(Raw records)
──────────────────────────────

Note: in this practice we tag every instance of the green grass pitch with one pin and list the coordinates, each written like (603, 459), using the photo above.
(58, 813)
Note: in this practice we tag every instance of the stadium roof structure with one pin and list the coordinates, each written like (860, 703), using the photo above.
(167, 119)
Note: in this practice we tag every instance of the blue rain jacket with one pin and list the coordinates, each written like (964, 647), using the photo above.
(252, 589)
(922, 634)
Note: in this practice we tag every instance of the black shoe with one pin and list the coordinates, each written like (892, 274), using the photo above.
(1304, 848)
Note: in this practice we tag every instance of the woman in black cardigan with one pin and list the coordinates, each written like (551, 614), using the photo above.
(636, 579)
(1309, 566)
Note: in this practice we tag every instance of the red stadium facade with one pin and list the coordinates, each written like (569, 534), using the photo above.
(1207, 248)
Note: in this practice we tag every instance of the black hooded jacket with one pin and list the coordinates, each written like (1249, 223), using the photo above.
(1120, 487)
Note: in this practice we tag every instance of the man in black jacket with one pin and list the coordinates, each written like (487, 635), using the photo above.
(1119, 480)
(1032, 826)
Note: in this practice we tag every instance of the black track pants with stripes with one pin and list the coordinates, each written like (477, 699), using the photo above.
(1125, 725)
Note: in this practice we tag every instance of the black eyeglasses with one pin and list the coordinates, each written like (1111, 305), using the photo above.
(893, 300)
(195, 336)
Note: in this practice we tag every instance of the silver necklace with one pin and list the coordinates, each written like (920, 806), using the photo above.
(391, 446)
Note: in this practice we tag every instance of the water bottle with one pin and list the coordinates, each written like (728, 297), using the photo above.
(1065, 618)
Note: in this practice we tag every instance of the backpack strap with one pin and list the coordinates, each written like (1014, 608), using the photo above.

──────────────────────────────

Give the lines from the one containing "Note: in this practice we tag every instance of the blue" through the end of the entries again, exactly as written and with no other lines.

Note: in this practice we tag every instance of the blue rain jacket with one pin and list the coordinates, each written like (964, 647), using the photo above.
(252, 589)
(922, 634)
Note: in this practice we tag every instance of the black shoe with one pin and list the coordinates, each written like (892, 274), using the photo above.
(1304, 848)
Note: in this practice we tag every instance of the woman in black cardigan with one pin and list the coordinates, each written like (551, 614), using the photo above.
(636, 579)
(1309, 566)
Note: in this practice we tag every instance of the red stadium facade with one pin and list the coordinates, each written like (569, 534), using the photo above.
(1207, 248)
Note: in this practice we tag every instance of the black hooded jacket with one pin and list the coordinates, each written like (1249, 223), using the photo above.
(1120, 487)
Note: in this practice we tag every instance of the man in black jacket with one pin and list the coordinates, each written like (487, 635), using the photo above.
(1119, 480)
(1032, 826)
Note: in this practice we tag every instance of the black track pants with stripes with one pin and list the coordinates, each written like (477, 699), using the photo above.
(1125, 725)
Note: in this practice we tag every instance of the black eyeglasses with one pin and list the coordinates, each written like (1111, 305), using the photo above.
(893, 300)
(195, 336)
Note: in this practice we tag every instance of the silver necklace with one pin and list the coordinates, each written like (920, 806), using the photo above.
(391, 446)
Note: in this practice we tag every instance of the water bottle with one pin and list the coordinates, each written like (728, 297), using the photo above.
(1065, 618)
Note: in this practice we tag every instance of the backpack strap with one pin and list the coordinates, each written like (1014, 608), using the photo above.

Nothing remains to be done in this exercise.